What you have to do
Reproduce the data below with every "one point per instance" swapped for "one point for each instance", keeping all other text unchanged.

# # # # # # #

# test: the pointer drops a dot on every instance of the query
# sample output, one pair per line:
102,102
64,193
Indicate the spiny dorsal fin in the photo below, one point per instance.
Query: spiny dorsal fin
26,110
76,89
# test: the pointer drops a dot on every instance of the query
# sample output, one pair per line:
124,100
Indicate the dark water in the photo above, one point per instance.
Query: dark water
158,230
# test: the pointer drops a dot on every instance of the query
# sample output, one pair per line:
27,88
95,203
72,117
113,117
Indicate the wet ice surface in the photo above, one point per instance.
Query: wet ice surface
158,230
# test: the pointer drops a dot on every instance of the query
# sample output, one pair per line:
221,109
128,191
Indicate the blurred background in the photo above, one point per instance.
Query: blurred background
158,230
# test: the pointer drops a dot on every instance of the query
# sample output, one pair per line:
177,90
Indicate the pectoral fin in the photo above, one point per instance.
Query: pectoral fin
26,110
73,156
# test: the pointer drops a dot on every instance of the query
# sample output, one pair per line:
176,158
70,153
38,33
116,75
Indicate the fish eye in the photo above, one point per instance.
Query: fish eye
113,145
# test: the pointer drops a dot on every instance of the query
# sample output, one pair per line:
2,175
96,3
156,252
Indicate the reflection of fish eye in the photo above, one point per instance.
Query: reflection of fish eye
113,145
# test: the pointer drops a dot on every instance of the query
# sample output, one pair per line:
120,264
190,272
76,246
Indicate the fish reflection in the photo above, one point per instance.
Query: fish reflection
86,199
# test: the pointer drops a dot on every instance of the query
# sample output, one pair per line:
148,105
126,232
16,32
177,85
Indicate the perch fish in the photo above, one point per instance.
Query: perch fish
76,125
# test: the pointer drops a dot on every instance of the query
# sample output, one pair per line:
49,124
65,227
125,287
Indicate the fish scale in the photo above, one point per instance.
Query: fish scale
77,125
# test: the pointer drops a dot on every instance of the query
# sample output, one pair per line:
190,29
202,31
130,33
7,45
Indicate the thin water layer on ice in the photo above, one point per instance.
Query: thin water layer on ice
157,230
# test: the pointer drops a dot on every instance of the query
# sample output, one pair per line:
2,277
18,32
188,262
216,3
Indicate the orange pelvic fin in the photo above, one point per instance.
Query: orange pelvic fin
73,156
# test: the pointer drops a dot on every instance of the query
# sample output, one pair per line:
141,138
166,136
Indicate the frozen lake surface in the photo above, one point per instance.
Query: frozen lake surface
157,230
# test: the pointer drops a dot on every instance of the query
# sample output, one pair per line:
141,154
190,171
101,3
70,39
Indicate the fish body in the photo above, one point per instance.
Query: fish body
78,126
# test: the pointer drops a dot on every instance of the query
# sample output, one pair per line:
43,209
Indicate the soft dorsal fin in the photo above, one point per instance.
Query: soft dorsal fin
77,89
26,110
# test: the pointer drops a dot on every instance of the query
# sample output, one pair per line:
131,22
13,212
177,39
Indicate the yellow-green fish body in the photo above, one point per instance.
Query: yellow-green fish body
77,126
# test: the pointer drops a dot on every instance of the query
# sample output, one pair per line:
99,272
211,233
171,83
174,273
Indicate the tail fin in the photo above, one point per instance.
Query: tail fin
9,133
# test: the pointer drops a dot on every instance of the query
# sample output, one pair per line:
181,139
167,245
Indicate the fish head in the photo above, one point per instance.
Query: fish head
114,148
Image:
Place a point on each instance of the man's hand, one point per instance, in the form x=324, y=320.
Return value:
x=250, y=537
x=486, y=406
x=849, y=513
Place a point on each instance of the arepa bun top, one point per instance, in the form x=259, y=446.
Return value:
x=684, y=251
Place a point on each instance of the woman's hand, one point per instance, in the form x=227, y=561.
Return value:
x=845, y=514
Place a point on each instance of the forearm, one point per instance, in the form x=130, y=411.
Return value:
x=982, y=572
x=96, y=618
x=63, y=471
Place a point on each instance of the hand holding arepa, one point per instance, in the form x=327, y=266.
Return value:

# # # # # # #

The completed task
# test: the pointer drops a dot on every instance of the query
# sample output, one pair per line:
102,102
64,193
Indicate the spiny dorsal fin in the photo below, one point for each instance.
Query: spiny dorsal fin
26,110
76,89
# test: the pointer drops a dot on every instance of the query
# sample output, one pair per line:
124,100
Indicate the dark water in the photo above, one point for each instance.
Query: dark water
158,230
# test: the pointer drops a dot on every instance of the query
# sample output, one pair per line:
27,88
95,203
72,117
113,117
Indicate the wet ice surface in the photo above, one point for each instance.
Query: wet ice surface
158,230
# test: the pointer drops a dot on every instance of the query
# sample output, one pair per line:
221,109
128,191
Indicate the blurred background in the photo above, one point for each instance.
Query: blurred background
158,230
# test: the pointer drops a dot on every instance of the query
# sample output, one pair per line:
177,90
Indicate the pectoral fin in the photo above, one point for each instance.
Query: pectoral fin
26,110
73,156
# test: the pointer drops a dot on every instance of the query
# sample output, one pair per line:
176,158
70,153
38,33
116,75
Indicate the fish eye in the photo above, one point for each instance.
Query: fish eye
113,145
# test: the pointer drops a dot on every instance of the query
# sample output, one pair per line:
2,175
96,3
156,252
Indicate the reflection of fish eye in the photo above, one point for each instance.
Query: reflection of fish eye
113,145
# test: the pointer drops a dot on every instance of the query
# sample output, one pair per line:
120,264
190,272
76,246
Indicate the fish reflection in the photo above, one point for each instance.
Query: fish reflection
86,199
# test: the pointer drops a dot on every instance of the query
# sample output, one pair per line:
148,105
126,232
16,32
177,85
Indicate the perch fish in the photo above, one point for each instance.
Query: perch fish
76,125
# test: the pointer drops a dot on every instance of the query
# sample output, one pair per line:
49,124
65,227
125,287
Indicate the fish scale in the photo above, one point for each instance.
Query: fish scale
77,125
# test: the pointer drops a dot on every instance of the query
# sample output, one pair per line:
190,29
202,31
130,33
7,45
Indicate the thin water layer on ice in the photo above, one point for each instance.
Query: thin water layer on ice
157,230
# test: the pointer drops a dot on every instance of the query
# sample output, one pair per line:
2,277
18,32
188,262
216,3
Indicate the orange pelvic fin in the photo above, one point for each instance.
Query: orange pelvic fin
73,156
# test: the pointer drops a dot on every instance of the query
# sample output, one pair per line:
141,138
166,136
Indicate the frozen lake surface in the photo above, one point for each instance.
Query: frozen lake surface
157,230
# test: the pointer drops a dot on every instance of the query
# sample output, one pair per line:
141,154
190,171
101,3
70,39
Indicate the fish body in the photo above, one point for each instance.
Query: fish body
78,126
# test: the pointer drops a dot on every instance of the query
# sample output, one pair per line:
43,209
Indicate the soft dorsal fin in the photo above, one point for each instance.
Query: soft dorsal fin
77,89
26,110
# test: the pointer drops a dot on every instance of the query
# sample output, one pair per line:
131,22
13,212
177,39
Indicate the yellow-green fish body in the photo above, one point for each instance.
Query: yellow-green fish body
77,126
# test: the pointer drops a dot on every instance of the query
# sample output, one pair per line:
99,272
211,233
171,83
174,273
Indicate the tail fin in the photo above, one point for each instance.
Query: tail fin
9,133
# test: the pointer drops a dot on every instance of the query
# sample output, one pair per line:
181,139
167,245
Indicate the fish head in the photo above, one point for each instance.
Query: fish head
114,148
Image:
Place a point on each instance of the man's hand, one point for each instance, in the form x=324, y=320.
Return value:
x=250, y=537
x=486, y=406
x=849, y=513
Place a point on each instance of the arepa bun top, one point for each instance, in the form x=259, y=446.
Return value:
x=684, y=251
Place a point on each instance of the woman's hand, one point for each instance, in the form x=227, y=561.
Return value:
x=845, y=514
Place a point on each instance of the forearm, one point for each instance, in the form x=130, y=411.
Return value:
x=982, y=572
x=96, y=618
x=63, y=471
Place a point on each instance of the hand holding arepa, one point for each instance, in the form x=327, y=266.
Return value:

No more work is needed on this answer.